## Data for review
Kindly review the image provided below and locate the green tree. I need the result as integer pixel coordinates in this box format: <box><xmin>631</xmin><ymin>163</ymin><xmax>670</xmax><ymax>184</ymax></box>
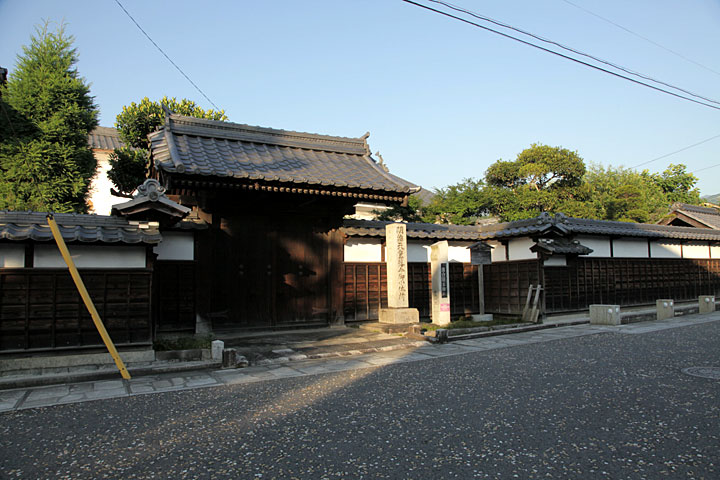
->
<box><xmin>424</xmin><ymin>178</ymin><xmax>488</xmax><ymax>224</ymax></box>
<box><xmin>650</xmin><ymin>163</ymin><xmax>701</xmax><ymax>205</ymax></box>
<box><xmin>483</xmin><ymin>143</ymin><xmax>588</xmax><ymax>220</ymax></box>
<box><xmin>0</xmin><ymin>22</ymin><xmax>98</xmax><ymax>212</ymax></box>
<box><xmin>108</xmin><ymin>96</ymin><xmax>227</xmax><ymax>195</ymax></box>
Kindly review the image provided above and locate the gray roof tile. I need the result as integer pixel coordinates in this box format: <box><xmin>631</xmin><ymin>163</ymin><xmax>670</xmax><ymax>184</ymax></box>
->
<box><xmin>342</xmin><ymin>219</ymin><xmax>481</xmax><ymax>241</ymax></box>
<box><xmin>150</xmin><ymin>114</ymin><xmax>419</xmax><ymax>195</ymax></box>
<box><xmin>665</xmin><ymin>202</ymin><xmax>720</xmax><ymax>229</ymax></box>
<box><xmin>0</xmin><ymin>212</ymin><xmax>161</xmax><ymax>244</ymax></box>
<box><xmin>88</xmin><ymin>127</ymin><xmax>125</xmax><ymax>151</ymax></box>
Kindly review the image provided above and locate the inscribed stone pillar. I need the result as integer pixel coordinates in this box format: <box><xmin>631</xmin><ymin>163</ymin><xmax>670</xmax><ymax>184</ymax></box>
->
<box><xmin>379</xmin><ymin>223</ymin><xmax>419</xmax><ymax>324</ymax></box>
<box><xmin>431</xmin><ymin>241</ymin><xmax>451</xmax><ymax>325</ymax></box>
<box><xmin>385</xmin><ymin>223</ymin><xmax>409</xmax><ymax>308</ymax></box>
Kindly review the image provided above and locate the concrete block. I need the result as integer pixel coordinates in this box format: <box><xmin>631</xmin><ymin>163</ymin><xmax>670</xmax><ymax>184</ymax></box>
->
<box><xmin>211</xmin><ymin>340</ymin><xmax>224</xmax><ymax>361</ymax></box>
<box><xmin>0</xmin><ymin>349</ymin><xmax>155</xmax><ymax>374</ymax></box>
<box><xmin>469</xmin><ymin>313</ymin><xmax>493</xmax><ymax>322</ymax></box>
<box><xmin>379</xmin><ymin>307</ymin><xmax>419</xmax><ymax>324</ymax></box>
<box><xmin>699</xmin><ymin>295</ymin><xmax>715</xmax><ymax>314</ymax></box>
<box><xmin>589</xmin><ymin>304</ymin><xmax>621</xmax><ymax>325</ymax></box>
<box><xmin>222</xmin><ymin>348</ymin><xmax>248</xmax><ymax>369</ymax></box>
<box><xmin>656</xmin><ymin>299</ymin><xmax>674</xmax><ymax>320</ymax></box>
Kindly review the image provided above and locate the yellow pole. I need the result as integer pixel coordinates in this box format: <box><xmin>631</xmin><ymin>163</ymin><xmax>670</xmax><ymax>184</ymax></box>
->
<box><xmin>46</xmin><ymin>215</ymin><xmax>131</xmax><ymax>380</ymax></box>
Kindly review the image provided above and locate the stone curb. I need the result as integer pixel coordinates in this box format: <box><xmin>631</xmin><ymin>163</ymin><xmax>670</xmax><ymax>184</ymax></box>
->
<box><xmin>0</xmin><ymin>360</ymin><xmax>221</xmax><ymax>391</ymax></box>
<box><xmin>446</xmin><ymin>320</ymin><xmax>590</xmax><ymax>342</ymax></box>
<box><xmin>254</xmin><ymin>340</ymin><xmax>430</xmax><ymax>366</ymax></box>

## Problem details
Hand back the data above exactly, leaving out all pictures.

## Result below
Kindly review the image provided below and locate the green tree. I need the result as integer pixel coordinates in this box format: <box><xmin>631</xmin><ymin>163</ymin><xmax>670</xmax><ymax>184</ymax></box>
->
<box><xmin>424</xmin><ymin>178</ymin><xmax>488</xmax><ymax>224</ymax></box>
<box><xmin>650</xmin><ymin>163</ymin><xmax>701</xmax><ymax>205</ymax></box>
<box><xmin>483</xmin><ymin>143</ymin><xmax>588</xmax><ymax>220</ymax></box>
<box><xmin>0</xmin><ymin>22</ymin><xmax>98</xmax><ymax>212</ymax></box>
<box><xmin>108</xmin><ymin>96</ymin><xmax>227</xmax><ymax>195</ymax></box>
Kindly review the image provided above and locate the gray roof tile. I need the result as integer pixel coordinates in this box format: <box><xmin>631</xmin><ymin>163</ymin><xmax>670</xmax><ymax>184</ymax></box>
->
<box><xmin>342</xmin><ymin>219</ymin><xmax>481</xmax><ymax>241</ymax></box>
<box><xmin>150</xmin><ymin>114</ymin><xmax>419</xmax><ymax>195</ymax></box>
<box><xmin>665</xmin><ymin>202</ymin><xmax>720</xmax><ymax>229</ymax></box>
<box><xmin>0</xmin><ymin>212</ymin><xmax>161</xmax><ymax>244</ymax></box>
<box><xmin>88</xmin><ymin>127</ymin><xmax>125</xmax><ymax>151</ymax></box>
Kindly review the image provided above and locate the inscribed stone pillar. I need the result as integer pixel coordinates in this box format: <box><xmin>631</xmin><ymin>163</ymin><xmax>670</xmax><ymax>184</ymax></box>
->
<box><xmin>379</xmin><ymin>223</ymin><xmax>419</xmax><ymax>324</ymax></box>
<box><xmin>431</xmin><ymin>241</ymin><xmax>451</xmax><ymax>325</ymax></box>
<box><xmin>385</xmin><ymin>223</ymin><xmax>409</xmax><ymax>308</ymax></box>
Kindly review the image provided above and locate the concrete block. I need the result as integer pixel coordinates in this box format: <box><xmin>631</xmin><ymin>163</ymin><xmax>670</xmax><ymax>184</ymax></box>
->
<box><xmin>211</xmin><ymin>340</ymin><xmax>224</xmax><ymax>361</ymax></box>
<box><xmin>0</xmin><ymin>349</ymin><xmax>155</xmax><ymax>374</ymax></box>
<box><xmin>469</xmin><ymin>313</ymin><xmax>493</xmax><ymax>322</ymax></box>
<box><xmin>379</xmin><ymin>307</ymin><xmax>419</xmax><ymax>324</ymax></box>
<box><xmin>699</xmin><ymin>295</ymin><xmax>715</xmax><ymax>314</ymax></box>
<box><xmin>589</xmin><ymin>304</ymin><xmax>621</xmax><ymax>325</ymax></box>
<box><xmin>222</xmin><ymin>348</ymin><xmax>248</xmax><ymax>369</ymax></box>
<box><xmin>656</xmin><ymin>299</ymin><xmax>674</xmax><ymax>320</ymax></box>
Kindly review the image provided above and locate the yellow pole. I need the result as integer pixel coordinates in this box format: <box><xmin>631</xmin><ymin>163</ymin><xmax>670</xmax><ymax>184</ymax></box>
->
<box><xmin>46</xmin><ymin>215</ymin><xmax>131</xmax><ymax>380</ymax></box>
Kindly review the image provided above and locate the stone curb. I need the result as integer pixel coordinates in this box format: <box><xmin>631</xmin><ymin>163</ymin><xmax>670</xmax><ymax>184</ymax></box>
->
<box><xmin>0</xmin><ymin>360</ymin><xmax>221</xmax><ymax>391</ymax></box>
<box><xmin>446</xmin><ymin>320</ymin><xmax>590</xmax><ymax>342</ymax></box>
<box><xmin>254</xmin><ymin>340</ymin><xmax>430</xmax><ymax>366</ymax></box>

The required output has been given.